_WHAT IS NEEDED_. Exactly and without additions, transcribe the line that contains "the bush in background" and every line after it in the data.

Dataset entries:
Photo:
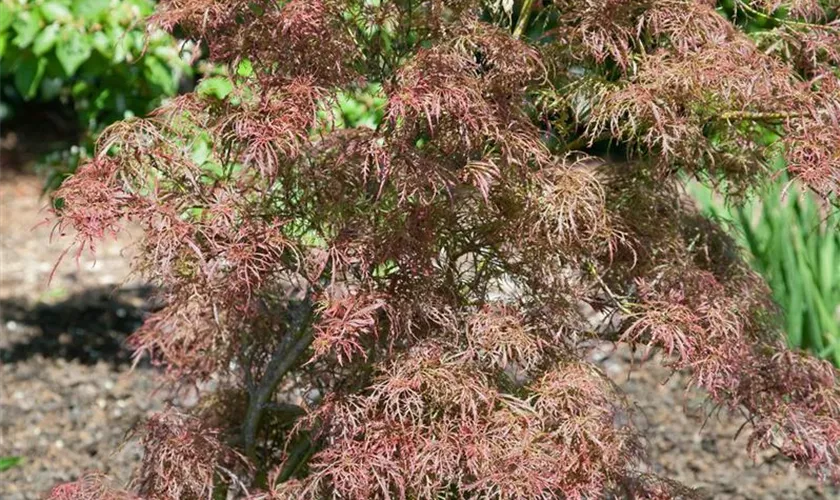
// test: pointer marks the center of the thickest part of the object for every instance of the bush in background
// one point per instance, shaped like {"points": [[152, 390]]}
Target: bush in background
{"points": [[394, 310], [93, 57]]}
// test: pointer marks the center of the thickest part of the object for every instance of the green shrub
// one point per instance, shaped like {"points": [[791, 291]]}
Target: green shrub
{"points": [[793, 242], [91, 56]]}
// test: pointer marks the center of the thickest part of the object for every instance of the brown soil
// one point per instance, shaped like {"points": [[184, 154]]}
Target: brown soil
{"points": [[67, 395]]}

_EXERCISE RESULT_.
// test: pointer marks the center of the thickest part of the object for every instance of the bush in background
// one point per instance, shaped like {"points": [[152, 390]]}
Target: bush in background
{"points": [[394, 310], [93, 57]]}
// test: pointer marks the center of the thickest part of the object for every instance of the green shrub
// one point per instance, shaped like {"points": [[791, 291]]}
Target: green shrub
{"points": [[793, 242], [91, 56]]}
// test: pointer marks the center of the thickest part of the object for every instance of the brown soil
// one point per instance, shaped like {"points": [[184, 154]]}
Target: brown soil
{"points": [[67, 395]]}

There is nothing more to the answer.